### EXERCISE PROMPT
Can you rewrite every one of the entries below with "loader" replaced by "pipeline" and everything else left as is? Omit the pictures from your answer.

### SUPPLIED ENTRIES

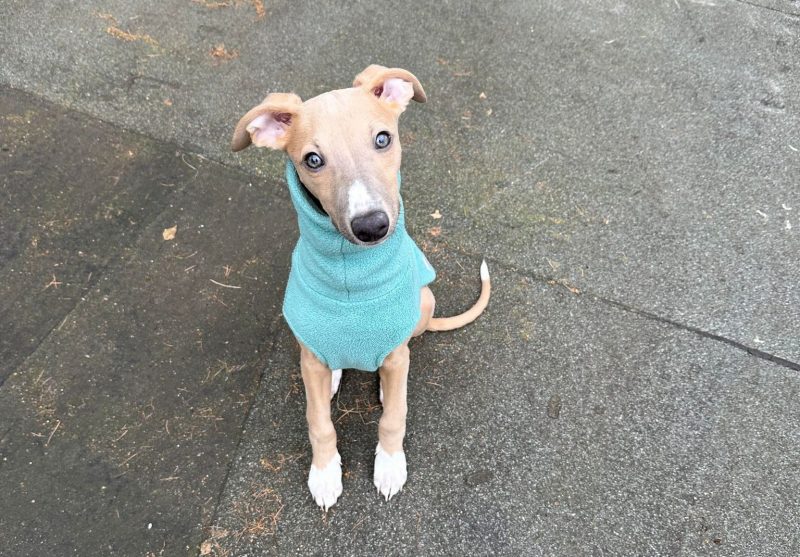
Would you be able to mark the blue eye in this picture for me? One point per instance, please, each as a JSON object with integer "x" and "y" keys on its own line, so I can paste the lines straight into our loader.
{"x": 313, "y": 161}
{"x": 382, "y": 140}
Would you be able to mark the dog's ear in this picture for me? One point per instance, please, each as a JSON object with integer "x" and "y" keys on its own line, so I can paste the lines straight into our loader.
{"x": 268, "y": 124}
{"x": 393, "y": 85}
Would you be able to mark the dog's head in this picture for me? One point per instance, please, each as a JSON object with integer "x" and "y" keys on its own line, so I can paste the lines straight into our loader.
{"x": 344, "y": 145}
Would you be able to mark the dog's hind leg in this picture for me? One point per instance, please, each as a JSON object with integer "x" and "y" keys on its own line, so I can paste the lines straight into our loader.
{"x": 325, "y": 475}
{"x": 390, "y": 460}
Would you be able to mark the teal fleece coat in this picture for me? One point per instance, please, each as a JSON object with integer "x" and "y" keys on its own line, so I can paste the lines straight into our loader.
{"x": 351, "y": 305}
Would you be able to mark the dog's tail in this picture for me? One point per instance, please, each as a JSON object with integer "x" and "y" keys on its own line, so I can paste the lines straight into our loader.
{"x": 450, "y": 323}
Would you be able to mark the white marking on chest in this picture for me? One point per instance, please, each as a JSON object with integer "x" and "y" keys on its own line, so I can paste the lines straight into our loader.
{"x": 359, "y": 200}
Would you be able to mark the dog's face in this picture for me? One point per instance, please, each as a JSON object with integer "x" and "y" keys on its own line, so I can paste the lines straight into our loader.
{"x": 344, "y": 145}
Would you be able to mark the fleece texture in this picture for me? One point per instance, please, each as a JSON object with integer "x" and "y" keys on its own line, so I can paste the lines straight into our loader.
{"x": 351, "y": 305}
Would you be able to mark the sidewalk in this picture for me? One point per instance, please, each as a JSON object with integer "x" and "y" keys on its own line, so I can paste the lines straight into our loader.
{"x": 629, "y": 171}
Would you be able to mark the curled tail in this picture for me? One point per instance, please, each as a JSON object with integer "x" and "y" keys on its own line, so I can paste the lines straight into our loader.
{"x": 450, "y": 323}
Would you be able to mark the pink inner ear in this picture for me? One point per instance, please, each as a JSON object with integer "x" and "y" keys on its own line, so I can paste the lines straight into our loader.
{"x": 267, "y": 129}
{"x": 397, "y": 90}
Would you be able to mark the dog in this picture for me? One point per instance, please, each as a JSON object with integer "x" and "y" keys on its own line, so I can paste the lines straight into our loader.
{"x": 357, "y": 289}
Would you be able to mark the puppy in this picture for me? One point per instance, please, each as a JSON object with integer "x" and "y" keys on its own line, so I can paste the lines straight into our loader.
{"x": 357, "y": 289}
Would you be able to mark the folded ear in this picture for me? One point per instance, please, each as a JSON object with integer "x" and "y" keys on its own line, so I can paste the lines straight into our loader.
{"x": 268, "y": 124}
{"x": 392, "y": 85}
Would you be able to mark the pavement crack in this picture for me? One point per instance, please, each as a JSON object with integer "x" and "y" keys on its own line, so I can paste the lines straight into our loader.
{"x": 559, "y": 283}
{"x": 768, "y": 8}
{"x": 761, "y": 354}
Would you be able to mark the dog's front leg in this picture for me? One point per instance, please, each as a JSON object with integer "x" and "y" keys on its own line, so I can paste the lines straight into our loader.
{"x": 390, "y": 460}
{"x": 325, "y": 475}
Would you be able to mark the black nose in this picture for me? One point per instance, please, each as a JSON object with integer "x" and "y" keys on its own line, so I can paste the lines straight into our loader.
{"x": 370, "y": 227}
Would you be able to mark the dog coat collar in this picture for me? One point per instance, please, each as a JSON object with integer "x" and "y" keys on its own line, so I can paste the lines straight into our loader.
{"x": 351, "y": 305}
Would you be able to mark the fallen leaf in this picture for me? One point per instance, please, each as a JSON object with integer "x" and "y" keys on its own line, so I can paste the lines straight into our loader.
{"x": 219, "y": 52}
{"x": 259, "y": 6}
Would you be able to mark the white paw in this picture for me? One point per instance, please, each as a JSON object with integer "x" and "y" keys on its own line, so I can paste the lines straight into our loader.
{"x": 326, "y": 483}
{"x": 336, "y": 380}
{"x": 390, "y": 472}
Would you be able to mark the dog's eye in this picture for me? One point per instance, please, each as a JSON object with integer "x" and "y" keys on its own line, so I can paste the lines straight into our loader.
{"x": 313, "y": 161}
{"x": 382, "y": 140}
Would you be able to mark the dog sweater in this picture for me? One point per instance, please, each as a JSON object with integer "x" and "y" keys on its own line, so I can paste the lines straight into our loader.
{"x": 351, "y": 305}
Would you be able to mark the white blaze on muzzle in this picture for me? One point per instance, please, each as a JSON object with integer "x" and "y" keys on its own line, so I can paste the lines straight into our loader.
{"x": 360, "y": 201}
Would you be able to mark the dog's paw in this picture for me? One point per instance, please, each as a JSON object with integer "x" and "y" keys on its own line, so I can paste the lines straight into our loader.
{"x": 390, "y": 472}
{"x": 325, "y": 484}
{"x": 336, "y": 380}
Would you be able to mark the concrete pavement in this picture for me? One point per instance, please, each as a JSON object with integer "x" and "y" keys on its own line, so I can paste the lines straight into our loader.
{"x": 630, "y": 170}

### RESULT
Would you be able to mark the blue eye in this picture for me? One point per instance, please, each as a JSON object with integer "x" and "y" keys on its own line, so I can paste the lines straight into our pipeline.
{"x": 313, "y": 161}
{"x": 382, "y": 140}
Would you be able to mark the dog's ear in this picture for me? One point per instance, please, each as a JSON object with integer "x" and "y" keys on its own line, so I can paste the lines straight into our pipeline.
{"x": 268, "y": 124}
{"x": 393, "y": 85}
Would you be able to mark the dog's head in this picture for me? One point per instance, please, each as a JSON object with integer "x" and "y" keys on its own line, so I can paste the lines straight into our pipeline.
{"x": 344, "y": 145}
Would you be able to mark the dog's hind leg in this picture for me? One point per instance, please, each as a JSON object with integer "x" and "y" keys on its own line, so I can paste the lines straight into our pipeline.
{"x": 325, "y": 475}
{"x": 390, "y": 460}
Would you be able to mark the teal fleece coat in this picture for me? One point per instance, please, each as a JSON object with integer "x" and "y" keys on its own line, so I can paste the lines straight into our pipeline.
{"x": 351, "y": 305}
Would you be able to mark the dog's tail in this picture for me? One point per instance, please, each as a JSON object with integer "x" and "y" keys on its own line, so I can paste the lines straight into our pipeline.
{"x": 450, "y": 323}
Would you be able to mark the white marking on chest in this picture for me? One point per instance, please, each as a JSON object with integer "x" and "y" keys on its own line, so I can paste the lines straight into our pipeline.
{"x": 359, "y": 200}
Would you be able to mark the dog's face in this picture for me? One point per instance, please, each as a JSON object with integer "x" and "y" keys on its own line, so I can paste the lines straight into our pipeline.
{"x": 344, "y": 145}
Would you be able to mark the fleece texture in this picture for me? One point per instance, please, each as a JSON object with integer "x" and "y" keys on its own line, so I can paste the lines straight into our pipeline.
{"x": 351, "y": 305}
Would you be able to mark the sidewalk in this picture for me? One point per instance, please, each as a JSON object with integer "x" and "y" keys on its own line, so I can paste the lines straight into our pipeline.
{"x": 629, "y": 171}
Would you be able to mark the curled tail in this picture for me? One point per instance, please, each as a JSON object with integer "x" and "y" keys on its own line, so I can paste the lines straight into our pipeline.
{"x": 450, "y": 323}
Would you be able to mark the pink inner ear in this picture for me? One point per instance, please, each as a JSON object with integer "x" and "y" keys on its own line, so I can paste the lines straight into our pipeline.
{"x": 267, "y": 129}
{"x": 397, "y": 90}
Would you be able to mark the dog in this picture for me? One point per instance, please, each as a JSON object with integer "x" and "y" keys on its own line, so I can paste the lines straight into our pipeline.
{"x": 357, "y": 289}
Would you be able to mark the puppy in this picture for me? One point per instance, please, each as a JSON object with integer "x" and "y" keys on its own line, so I can paste the lines straight into our pipeline.
{"x": 357, "y": 289}
Would you be able to mark the folded ear in this picture for me? One point per instance, please, each as a JSON object with integer "x" and "y" keys on its own line, so I can paste the lines straight into our pipeline.
{"x": 268, "y": 124}
{"x": 392, "y": 85}
Would you be able to mark the pavement crack in this picture for me? One point per instance, please, each as a JSON object with integer "x" and "y" keys on its own line, so I can paste the lines straight into our pipeline.
{"x": 559, "y": 283}
{"x": 768, "y": 8}
{"x": 761, "y": 354}
Would you be able to mark the dog's front leg in this picture for me? One point per instance, please, each as a JSON object with integer "x" and "y" keys on its own line, so I can paste the lines straight into our pipeline.
{"x": 390, "y": 460}
{"x": 325, "y": 475}
Would you be able to mark the black nose in this picture for me? One point per instance, please, each as a JSON object with integer "x" and "y" keys on its own line, so I can paste the lines straight into our pipeline.
{"x": 370, "y": 227}
Would you be able to mark the dog coat collar in this picture for me? One point per instance, please, each as a JSON object with integer "x" and "y" keys on its own line, so I can paste the lines straight into our pipeline.
{"x": 351, "y": 305}
Would you be able to mark the fallen leaf in this picture for me? One point per instance, please, each as a JSON object with integer "x" and "y" keys on its own line, so I can paste the lines straight into our pipeline.
{"x": 219, "y": 52}
{"x": 259, "y": 6}
Would you be able to mark the white paw in this picture for me? One point per instance, please, each as a JSON object with integer "x" and "y" keys on its own line, so I can paste the lines straight into our pipeline.
{"x": 326, "y": 483}
{"x": 336, "y": 380}
{"x": 390, "y": 472}
Would you be able to mark the dog's eye in this picture for me? One point per instance, please, each as a JSON object with integer "x" and "y" keys on its own line, so I can paste the lines straight into our pipeline.
{"x": 313, "y": 161}
{"x": 382, "y": 140}
Would you be able to mark the dog sweater in this picture for me? One point per instance, please, each as a JSON object with integer "x" and "y" keys on its own line, so I can paste the lines straight into our pipeline.
{"x": 351, "y": 305}
Would you be able to mark the white blaze on muzzle in this picture for me? One point per instance, please, each as a JSON object with integer "x" and "y" keys on its own line, so I can paste the lines straight into our pipeline.
{"x": 360, "y": 201}
Would you be able to mark the dog's paw in this picture for me? One point per instance, please, each as a JSON object with integer "x" and "y" keys on its own line, so I can paste the lines straight into our pipeline.
{"x": 390, "y": 472}
{"x": 325, "y": 484}
{"x": 336, "y": 380}
Would you be able to mark the concrete pavement in this picture for me? One point per instance, please, each as a JSON object with integer "x" and "y" keys on its own line, so I can paste the lines straight into our pipeline.
{"x": 630, "y": 170}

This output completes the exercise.